***** Texto proporcionado

Aventura de largo recorrido en la que se unen el automatismo de lo onírico, la simbiosis de los afectos y los rechazos y la deconstrucción de los parámetros sociales y culturales en que nos movemos. Un espectáculo agudo y ácido, recurrente e imaginativo, con un ritmo constante gracias a sus múltiples cambios de ambientes y al despliegue de registros interpretativos de sus actores. Una experiencia de la que formar parte participando en ella y dejándose llevar.

El atractivo de los sueños para artistas y creadores es que nada de lo que ocurre en ellos tiene una lógica aparente. Suceden sin más. El resto de los mortales nos empeñamos en darles sentido proyectando sobre ellos nuestra necesidad de ordenar y categorizar cuanto nos sucede. Creado por los primeros para demostrarle a los segundos que lo que pretenden no es posible, Sueños de Rupert es un montaje para ser vivido y percibido con los sentidos más que para ser transmitido o sintetizado en palabras. Lo que en él acontece tiene mucho más de atmosférico y colectivo que de intención discursiva entre un emisor y un destinatario.

**********
***** Datos extraídos

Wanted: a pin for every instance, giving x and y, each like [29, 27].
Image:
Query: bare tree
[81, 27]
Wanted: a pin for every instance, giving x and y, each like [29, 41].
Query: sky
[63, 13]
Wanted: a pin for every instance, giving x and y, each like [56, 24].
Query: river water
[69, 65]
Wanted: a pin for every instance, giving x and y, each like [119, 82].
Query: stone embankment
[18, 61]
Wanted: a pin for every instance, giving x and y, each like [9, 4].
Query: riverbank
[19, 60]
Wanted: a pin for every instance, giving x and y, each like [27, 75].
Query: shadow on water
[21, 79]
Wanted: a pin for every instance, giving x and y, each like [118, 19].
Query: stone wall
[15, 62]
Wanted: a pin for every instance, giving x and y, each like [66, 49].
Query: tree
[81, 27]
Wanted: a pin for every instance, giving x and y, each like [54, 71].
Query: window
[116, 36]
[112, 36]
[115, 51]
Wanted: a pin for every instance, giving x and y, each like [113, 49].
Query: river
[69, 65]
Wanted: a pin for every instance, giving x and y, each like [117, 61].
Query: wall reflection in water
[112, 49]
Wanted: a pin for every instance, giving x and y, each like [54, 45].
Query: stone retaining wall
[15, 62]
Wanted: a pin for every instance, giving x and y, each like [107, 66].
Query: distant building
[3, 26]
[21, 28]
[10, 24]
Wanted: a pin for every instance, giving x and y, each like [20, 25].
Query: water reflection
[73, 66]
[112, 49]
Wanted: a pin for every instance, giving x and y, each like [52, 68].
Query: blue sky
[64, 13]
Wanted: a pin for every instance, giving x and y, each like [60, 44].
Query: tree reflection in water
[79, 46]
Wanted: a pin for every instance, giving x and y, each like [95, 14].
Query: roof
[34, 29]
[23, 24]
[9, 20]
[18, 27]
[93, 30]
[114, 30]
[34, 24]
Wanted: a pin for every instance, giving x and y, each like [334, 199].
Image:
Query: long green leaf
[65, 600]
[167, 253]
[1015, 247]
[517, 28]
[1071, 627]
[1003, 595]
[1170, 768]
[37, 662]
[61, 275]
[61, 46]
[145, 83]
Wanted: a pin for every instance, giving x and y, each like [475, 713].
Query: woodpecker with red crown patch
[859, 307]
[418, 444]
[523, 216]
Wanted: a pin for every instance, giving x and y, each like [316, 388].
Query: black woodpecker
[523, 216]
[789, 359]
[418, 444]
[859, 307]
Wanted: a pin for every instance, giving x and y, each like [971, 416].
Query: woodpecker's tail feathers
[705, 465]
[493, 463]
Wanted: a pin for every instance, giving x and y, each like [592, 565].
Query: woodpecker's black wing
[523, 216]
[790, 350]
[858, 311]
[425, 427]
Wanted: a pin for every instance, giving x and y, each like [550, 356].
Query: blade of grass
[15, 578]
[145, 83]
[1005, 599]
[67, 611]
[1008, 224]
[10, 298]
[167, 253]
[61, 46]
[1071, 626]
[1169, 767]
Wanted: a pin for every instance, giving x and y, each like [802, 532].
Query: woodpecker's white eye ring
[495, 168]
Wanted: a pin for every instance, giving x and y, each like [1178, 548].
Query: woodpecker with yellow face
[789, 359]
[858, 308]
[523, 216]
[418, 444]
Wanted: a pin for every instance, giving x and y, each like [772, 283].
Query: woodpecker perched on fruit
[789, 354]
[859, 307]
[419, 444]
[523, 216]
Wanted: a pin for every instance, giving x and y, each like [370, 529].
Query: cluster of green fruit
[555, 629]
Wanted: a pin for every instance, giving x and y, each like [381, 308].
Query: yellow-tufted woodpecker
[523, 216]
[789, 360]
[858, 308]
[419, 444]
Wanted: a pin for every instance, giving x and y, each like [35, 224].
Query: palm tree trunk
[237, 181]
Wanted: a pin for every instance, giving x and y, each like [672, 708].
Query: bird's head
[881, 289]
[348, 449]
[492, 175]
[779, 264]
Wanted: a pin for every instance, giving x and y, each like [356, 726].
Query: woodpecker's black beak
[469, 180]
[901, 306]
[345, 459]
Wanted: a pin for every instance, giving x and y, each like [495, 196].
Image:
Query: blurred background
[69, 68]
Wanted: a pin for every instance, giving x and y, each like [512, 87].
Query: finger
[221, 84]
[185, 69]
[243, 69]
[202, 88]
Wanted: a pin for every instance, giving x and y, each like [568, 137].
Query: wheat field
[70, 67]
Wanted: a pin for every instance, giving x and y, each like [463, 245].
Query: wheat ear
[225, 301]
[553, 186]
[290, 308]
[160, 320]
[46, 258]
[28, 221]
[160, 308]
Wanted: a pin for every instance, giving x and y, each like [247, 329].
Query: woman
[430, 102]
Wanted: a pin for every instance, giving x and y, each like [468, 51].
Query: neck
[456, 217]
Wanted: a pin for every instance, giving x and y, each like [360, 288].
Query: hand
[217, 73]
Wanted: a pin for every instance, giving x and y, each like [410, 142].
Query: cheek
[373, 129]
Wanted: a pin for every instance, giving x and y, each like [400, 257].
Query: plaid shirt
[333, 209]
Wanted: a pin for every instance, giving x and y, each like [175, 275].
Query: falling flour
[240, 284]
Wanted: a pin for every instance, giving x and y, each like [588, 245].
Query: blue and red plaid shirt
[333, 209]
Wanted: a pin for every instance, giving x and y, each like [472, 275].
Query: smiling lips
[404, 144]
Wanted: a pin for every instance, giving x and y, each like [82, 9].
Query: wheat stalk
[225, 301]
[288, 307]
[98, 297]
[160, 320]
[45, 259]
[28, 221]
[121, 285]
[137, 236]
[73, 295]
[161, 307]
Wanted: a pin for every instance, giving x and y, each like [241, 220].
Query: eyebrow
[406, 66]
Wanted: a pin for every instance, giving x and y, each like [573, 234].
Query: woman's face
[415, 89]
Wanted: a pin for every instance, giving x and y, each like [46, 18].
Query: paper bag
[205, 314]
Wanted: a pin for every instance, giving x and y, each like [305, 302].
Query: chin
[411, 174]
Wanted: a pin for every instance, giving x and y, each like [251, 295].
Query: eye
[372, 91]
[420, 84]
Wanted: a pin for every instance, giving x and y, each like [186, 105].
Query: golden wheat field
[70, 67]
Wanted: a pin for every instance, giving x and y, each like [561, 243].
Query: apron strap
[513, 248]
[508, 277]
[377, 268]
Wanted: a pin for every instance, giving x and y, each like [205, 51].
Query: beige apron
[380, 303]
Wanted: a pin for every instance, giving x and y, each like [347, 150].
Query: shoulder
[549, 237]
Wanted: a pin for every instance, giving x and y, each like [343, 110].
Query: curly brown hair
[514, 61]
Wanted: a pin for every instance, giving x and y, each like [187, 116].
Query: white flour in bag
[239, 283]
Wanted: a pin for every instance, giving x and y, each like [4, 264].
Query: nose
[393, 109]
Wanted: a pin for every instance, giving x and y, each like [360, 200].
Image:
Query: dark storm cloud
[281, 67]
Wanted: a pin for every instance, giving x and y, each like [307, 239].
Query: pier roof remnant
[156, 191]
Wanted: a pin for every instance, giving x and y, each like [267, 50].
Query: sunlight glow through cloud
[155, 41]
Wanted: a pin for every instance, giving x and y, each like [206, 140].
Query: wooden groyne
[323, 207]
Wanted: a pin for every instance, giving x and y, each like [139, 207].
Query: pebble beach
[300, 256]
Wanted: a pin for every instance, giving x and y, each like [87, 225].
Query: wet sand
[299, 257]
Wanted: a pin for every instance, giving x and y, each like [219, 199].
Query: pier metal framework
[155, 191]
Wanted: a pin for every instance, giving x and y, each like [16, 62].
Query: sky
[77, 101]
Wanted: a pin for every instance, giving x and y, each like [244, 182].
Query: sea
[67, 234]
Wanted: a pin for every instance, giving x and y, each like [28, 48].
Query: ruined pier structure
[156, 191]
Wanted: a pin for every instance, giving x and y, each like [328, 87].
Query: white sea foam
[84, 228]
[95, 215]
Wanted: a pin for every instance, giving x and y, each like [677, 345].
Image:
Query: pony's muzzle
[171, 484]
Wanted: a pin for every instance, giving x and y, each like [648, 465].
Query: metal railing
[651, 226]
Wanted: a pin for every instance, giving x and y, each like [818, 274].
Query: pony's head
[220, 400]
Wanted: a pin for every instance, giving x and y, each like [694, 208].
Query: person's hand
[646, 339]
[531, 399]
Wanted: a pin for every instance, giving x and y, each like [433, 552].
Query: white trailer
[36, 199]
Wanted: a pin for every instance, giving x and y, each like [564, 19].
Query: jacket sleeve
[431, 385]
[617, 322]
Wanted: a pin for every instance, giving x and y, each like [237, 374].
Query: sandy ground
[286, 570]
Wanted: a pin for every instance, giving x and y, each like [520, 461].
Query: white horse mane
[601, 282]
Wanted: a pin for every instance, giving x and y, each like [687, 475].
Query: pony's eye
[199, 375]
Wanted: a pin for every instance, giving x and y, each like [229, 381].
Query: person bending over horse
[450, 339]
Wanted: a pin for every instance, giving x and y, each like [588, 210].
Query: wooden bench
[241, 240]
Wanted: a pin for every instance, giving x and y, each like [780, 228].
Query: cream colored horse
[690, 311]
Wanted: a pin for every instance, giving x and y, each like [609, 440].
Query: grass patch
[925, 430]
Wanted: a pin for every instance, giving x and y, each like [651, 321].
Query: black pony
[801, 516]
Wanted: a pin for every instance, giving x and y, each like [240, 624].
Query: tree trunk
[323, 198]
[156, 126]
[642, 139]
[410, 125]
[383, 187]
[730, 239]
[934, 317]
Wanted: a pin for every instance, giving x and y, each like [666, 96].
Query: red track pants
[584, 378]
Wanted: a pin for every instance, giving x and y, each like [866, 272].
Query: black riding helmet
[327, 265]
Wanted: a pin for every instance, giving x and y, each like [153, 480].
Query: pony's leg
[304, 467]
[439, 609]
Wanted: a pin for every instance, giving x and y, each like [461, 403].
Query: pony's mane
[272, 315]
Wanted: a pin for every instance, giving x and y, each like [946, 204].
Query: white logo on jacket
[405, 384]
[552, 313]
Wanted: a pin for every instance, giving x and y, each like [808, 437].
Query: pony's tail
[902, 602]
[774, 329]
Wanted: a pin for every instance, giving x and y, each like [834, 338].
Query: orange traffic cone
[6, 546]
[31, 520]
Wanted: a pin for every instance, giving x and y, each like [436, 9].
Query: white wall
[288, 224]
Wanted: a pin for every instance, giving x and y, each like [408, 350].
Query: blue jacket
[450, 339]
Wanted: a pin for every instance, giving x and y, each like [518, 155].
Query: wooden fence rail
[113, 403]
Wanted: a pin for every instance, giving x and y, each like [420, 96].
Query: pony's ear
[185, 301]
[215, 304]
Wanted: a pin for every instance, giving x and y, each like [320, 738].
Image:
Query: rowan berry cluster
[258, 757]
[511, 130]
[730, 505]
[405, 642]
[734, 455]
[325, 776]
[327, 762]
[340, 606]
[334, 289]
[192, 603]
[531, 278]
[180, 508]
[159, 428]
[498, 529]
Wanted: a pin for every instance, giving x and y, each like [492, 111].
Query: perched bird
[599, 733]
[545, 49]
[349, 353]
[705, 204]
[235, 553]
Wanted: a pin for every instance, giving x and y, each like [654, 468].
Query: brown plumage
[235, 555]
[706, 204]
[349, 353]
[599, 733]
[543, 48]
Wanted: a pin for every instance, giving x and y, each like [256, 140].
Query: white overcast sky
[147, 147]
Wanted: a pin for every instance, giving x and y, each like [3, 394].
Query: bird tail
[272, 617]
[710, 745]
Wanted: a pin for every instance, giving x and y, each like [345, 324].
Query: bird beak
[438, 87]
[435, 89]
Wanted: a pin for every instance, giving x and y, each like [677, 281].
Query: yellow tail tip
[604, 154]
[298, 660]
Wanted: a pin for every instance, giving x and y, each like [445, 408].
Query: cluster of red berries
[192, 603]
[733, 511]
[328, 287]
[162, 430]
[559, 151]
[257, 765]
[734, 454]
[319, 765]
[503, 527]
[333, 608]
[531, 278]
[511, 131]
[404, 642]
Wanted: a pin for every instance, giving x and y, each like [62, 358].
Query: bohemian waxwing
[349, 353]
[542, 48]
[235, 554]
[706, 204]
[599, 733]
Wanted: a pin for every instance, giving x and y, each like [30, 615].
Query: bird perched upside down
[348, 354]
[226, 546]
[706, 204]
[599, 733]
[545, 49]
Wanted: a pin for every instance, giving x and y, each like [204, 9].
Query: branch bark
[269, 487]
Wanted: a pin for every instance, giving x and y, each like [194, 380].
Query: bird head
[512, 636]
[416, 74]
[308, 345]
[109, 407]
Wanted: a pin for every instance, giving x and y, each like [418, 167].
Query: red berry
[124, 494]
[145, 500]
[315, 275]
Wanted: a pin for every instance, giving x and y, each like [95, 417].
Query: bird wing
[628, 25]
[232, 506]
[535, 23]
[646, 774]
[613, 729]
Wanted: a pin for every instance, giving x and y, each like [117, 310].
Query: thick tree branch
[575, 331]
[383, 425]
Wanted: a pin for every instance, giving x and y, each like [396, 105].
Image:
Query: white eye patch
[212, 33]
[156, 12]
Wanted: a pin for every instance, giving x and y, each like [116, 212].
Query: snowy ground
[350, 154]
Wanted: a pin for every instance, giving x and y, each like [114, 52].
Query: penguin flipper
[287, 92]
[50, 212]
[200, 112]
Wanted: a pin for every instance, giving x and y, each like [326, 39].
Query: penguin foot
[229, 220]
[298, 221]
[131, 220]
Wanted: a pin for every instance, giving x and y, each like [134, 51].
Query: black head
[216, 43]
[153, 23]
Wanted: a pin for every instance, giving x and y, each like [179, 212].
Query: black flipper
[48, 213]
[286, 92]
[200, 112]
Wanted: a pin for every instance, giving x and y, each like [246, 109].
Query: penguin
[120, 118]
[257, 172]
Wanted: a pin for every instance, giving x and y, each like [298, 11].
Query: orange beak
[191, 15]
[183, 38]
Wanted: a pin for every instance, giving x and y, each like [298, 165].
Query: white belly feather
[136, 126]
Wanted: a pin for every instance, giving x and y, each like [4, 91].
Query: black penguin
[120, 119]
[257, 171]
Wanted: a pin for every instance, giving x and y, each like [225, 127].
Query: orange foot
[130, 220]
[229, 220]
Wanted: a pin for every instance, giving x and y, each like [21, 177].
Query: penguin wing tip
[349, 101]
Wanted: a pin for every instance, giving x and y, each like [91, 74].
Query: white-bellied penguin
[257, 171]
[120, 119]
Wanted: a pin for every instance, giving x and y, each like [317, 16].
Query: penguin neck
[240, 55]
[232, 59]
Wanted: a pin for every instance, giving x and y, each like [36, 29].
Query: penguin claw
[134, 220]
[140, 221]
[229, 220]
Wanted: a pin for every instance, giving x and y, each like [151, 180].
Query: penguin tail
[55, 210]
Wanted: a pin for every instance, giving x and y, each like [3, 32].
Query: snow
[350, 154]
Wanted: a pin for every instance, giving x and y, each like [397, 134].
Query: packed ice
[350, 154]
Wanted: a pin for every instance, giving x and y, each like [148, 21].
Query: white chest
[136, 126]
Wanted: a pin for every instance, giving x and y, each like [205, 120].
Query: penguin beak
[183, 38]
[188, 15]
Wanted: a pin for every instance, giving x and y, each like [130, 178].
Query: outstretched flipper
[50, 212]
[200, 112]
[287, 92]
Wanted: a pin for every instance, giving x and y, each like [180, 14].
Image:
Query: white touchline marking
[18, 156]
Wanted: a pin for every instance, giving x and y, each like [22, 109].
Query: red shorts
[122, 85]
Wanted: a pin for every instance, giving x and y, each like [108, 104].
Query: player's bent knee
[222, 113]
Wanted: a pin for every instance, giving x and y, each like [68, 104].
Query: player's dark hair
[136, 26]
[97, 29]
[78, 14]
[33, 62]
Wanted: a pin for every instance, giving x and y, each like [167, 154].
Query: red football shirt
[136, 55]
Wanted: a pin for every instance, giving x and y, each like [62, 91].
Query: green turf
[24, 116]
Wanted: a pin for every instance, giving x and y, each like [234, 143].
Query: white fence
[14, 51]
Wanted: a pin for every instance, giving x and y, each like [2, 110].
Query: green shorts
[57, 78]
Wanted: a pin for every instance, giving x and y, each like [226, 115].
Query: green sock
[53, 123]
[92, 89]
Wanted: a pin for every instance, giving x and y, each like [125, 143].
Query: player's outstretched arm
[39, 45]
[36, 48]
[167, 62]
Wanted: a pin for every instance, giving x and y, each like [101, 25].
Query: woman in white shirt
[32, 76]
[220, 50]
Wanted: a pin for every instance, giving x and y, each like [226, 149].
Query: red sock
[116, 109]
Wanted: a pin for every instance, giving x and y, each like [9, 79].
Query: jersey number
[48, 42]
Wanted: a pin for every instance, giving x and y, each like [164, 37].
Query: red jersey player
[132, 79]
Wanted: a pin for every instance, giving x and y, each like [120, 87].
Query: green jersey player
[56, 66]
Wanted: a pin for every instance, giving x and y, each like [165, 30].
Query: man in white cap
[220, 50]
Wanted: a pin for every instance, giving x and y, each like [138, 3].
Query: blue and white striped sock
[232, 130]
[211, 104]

**********

**Tarea planteada:**
Contesta brevemente, según el texto sobre el espectáculo:
1. ¿A qué debe el espectáculo su ritmo constante?
2. ¿Qué atractivo tienen los sueños para artistas y creadores?
3. ¿Cómo está pensado el montaje para ser vivido, más que para ser transmitido o sintetizado en palabras?

**Respuesta completa:**
1. A sus múltiples cambios de ambientes y al despliegue de registros interpretativos de sus actores.
2. Que nada de lo que ocurre en ellos tiene una lógica aparente.
3. Para ser vivido y percibido con los sentidos.